____ MATERIAL FOR THIS TASK

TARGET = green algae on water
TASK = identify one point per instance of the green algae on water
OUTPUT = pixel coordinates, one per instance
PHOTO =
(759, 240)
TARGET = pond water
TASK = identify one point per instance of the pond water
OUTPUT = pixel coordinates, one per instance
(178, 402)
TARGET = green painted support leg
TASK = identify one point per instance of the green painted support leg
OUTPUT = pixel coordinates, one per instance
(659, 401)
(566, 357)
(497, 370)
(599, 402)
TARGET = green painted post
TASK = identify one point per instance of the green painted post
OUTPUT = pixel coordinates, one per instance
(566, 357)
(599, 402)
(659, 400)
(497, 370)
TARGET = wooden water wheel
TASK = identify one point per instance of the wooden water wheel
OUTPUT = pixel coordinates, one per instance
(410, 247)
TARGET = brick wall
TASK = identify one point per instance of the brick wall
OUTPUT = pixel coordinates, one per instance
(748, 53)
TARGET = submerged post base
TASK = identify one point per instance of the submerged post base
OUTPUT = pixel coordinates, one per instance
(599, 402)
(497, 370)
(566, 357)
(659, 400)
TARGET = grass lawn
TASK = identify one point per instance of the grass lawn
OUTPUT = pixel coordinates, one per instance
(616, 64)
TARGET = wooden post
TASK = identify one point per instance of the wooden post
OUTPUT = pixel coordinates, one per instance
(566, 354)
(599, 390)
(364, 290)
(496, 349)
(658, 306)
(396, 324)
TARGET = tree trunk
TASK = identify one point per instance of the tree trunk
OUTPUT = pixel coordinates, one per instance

________

WHAT THE TASK ASKS » Write out every line of the rows above, character for character, with no changes.

ANSWER TO THE PROBLEM »
TARGET = green algae on water
TASK = identify one point per instance of the green algae on water
OUTPUT = pixel coordinates, one per instance
PHOTO =
(759, 240)
TARGET = pond water
TASK = identify one point per instance of the pond water
OUTPUT = pixel coordinates, one per instance
(178, 402)
TARGET = green painted support leg
TASK = identify one point per instance of the green painted support leg
OUTPUT = pixel coordinates, one per instance
(659, 401)
(566, 357)
(497, 370)
(599, 402)
TARGET = green painted post
TASK = identify one point per instance of the green painted post
OUTPUT = pixel coordinates, one per instance
(566, 357)
(599, 402)
(659, 400)
(497, 370)
TARGET = wooden water wheel
TASK = identify one point per instance of the wooden water wheel
OUTPUT = pixel coordinates, one per instance
(410, 247)
TARGET = brick wall
TASK = identify one point per instance of the brick wall
OUTPUT = pixel coordinates, one per instance
(748, 53)
TARGET = submerged post base
TASK = identify one point per instance of the submerged post base
OUTPUT = pixel coordinates, one per instance
(599, 402)
(497, 370)
(566, 357)
(659, 400)
TARGET = grass lawn
TASK = identify one point per instance of the grass lawn
OUTPUT = pixel coordinates, one per instance
(616, 64)
TARGET = wooden post
TASK = identify one point per instance of the wooden post
OUTPUT = pixel coordinates, one per instance
(566, 354)
(599, 390)
(364, 290)
(496, 349)
(658, 306)
(396, 324)
TARGET = tree trunk
TASK = identify one point per instance of the tree trunk
OUTPUT = pixel coordinates, one per instance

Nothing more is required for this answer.